◆ INPUT FOR THIS TASK:
-- Start --
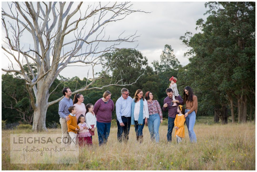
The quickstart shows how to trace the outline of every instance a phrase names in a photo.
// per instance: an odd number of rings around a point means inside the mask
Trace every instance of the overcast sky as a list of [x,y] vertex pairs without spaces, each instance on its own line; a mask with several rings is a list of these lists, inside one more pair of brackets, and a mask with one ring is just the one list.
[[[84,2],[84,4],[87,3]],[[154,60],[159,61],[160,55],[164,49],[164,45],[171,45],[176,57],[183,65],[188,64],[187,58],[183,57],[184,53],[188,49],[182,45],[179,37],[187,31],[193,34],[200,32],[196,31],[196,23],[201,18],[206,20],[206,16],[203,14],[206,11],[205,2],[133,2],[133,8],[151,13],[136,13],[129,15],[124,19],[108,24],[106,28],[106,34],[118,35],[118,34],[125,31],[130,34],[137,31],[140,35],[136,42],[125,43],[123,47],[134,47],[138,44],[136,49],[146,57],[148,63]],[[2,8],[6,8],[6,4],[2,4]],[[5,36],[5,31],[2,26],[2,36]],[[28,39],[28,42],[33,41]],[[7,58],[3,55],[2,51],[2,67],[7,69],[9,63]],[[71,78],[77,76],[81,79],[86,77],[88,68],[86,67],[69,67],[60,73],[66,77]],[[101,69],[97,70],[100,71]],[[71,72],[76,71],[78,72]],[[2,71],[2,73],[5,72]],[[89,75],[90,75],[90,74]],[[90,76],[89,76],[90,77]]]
-- End --
-- Start --
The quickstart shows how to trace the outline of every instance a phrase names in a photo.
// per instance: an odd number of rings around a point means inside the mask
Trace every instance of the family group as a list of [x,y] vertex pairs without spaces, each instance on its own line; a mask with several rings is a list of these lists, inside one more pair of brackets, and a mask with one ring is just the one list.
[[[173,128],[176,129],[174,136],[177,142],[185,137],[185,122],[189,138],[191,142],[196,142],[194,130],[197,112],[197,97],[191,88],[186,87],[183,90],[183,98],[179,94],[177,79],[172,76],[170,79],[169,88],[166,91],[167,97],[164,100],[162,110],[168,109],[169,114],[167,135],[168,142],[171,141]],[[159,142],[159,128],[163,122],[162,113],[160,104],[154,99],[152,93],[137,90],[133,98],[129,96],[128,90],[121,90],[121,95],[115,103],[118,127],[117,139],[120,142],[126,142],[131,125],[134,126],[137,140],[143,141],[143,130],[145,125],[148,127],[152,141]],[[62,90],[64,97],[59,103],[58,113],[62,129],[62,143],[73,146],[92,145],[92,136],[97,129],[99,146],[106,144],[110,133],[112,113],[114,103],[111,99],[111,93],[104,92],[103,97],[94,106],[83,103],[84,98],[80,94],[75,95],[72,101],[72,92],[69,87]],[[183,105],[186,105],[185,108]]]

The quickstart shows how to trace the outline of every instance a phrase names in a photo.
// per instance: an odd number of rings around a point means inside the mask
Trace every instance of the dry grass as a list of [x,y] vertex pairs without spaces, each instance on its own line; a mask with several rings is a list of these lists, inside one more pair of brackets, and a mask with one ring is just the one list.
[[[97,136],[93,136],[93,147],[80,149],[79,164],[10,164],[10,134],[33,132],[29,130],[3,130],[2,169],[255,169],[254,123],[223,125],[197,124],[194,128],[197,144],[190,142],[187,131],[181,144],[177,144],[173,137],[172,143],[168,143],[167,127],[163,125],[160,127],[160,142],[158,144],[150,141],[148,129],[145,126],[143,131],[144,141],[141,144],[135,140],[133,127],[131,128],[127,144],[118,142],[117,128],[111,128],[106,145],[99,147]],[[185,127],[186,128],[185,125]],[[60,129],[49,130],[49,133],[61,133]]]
-- End --
-- Start --
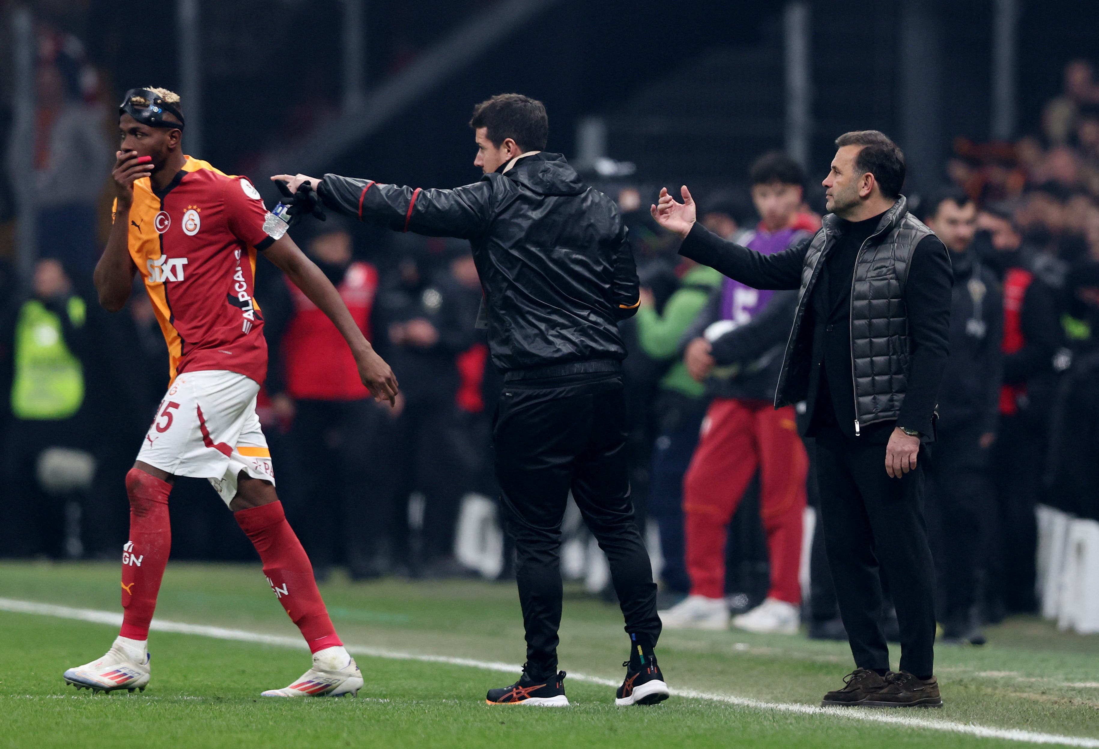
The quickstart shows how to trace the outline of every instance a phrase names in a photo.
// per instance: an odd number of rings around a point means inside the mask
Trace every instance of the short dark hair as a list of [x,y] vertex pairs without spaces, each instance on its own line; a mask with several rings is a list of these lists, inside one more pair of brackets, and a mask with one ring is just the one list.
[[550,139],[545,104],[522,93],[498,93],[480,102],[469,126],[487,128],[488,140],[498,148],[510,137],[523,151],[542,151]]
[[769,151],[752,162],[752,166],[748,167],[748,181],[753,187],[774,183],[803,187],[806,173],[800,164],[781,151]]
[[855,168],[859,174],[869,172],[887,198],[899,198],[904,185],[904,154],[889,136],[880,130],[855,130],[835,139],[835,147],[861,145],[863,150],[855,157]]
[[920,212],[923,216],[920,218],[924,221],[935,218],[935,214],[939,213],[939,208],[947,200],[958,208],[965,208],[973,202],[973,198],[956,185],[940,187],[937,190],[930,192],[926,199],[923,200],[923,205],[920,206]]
-- End --
◆ INSTRUCTIONS TO FOLLOW: Copy out, in full, every line of the listing above that contains the string "these". Case counts.

◆ ANSWER TO THE TASK:
Trace every instance of the overcast sky as a list of [x,y] vertex pairs without spaces, each instance on its own line; a mask with several rings is a list of these lists, inside one more pair of brackets, and a mask with one ring is just the one list.
Trace every instance of the family group as a list of [x,y] vertex pairs without spaces, each instance on its own line; a mask with several rings is a list of these lists, inside one more pair of brackets, and a mask with one ring is just the one list.
Trace every instance of the dry grass as a list of [x,y] vertex pairs without spaces, each instance on its own line; a mask with several rings is a list of these lists, inside one more pair of brackets, and a mask with one ring is just the one list.
Trace every instance of the short dark hair as a list of [x,y] vertex pairs without spaces, each instance on its own line; a mask with several rings is a list of these lists, inside one more pair of brackets, and a mask with one ring is just the one list.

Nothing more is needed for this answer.